Exercise task:
Copy the records below, swapping each "yellow flower" for "orange blossom" and leaving everything else the same.

Dataset rows on where objects appear:
□ □ □ □ □

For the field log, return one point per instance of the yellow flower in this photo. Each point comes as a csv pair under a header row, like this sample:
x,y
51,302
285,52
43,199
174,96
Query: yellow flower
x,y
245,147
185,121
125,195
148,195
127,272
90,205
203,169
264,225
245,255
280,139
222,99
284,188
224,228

□ □ □ □ □

Exercise solution:
For the field log, return one point per instance of the orange blossom in this photo. Each point comes as a csv pair under a header row, like this sample:
x,y
51,302
285,52
43,199
174,96
Query: orange blossom
x,y
245,147
185,121
125,195
148,195
127,272
90,205
203,169
264,225
245,255
280,139
222,99
284,188
224,228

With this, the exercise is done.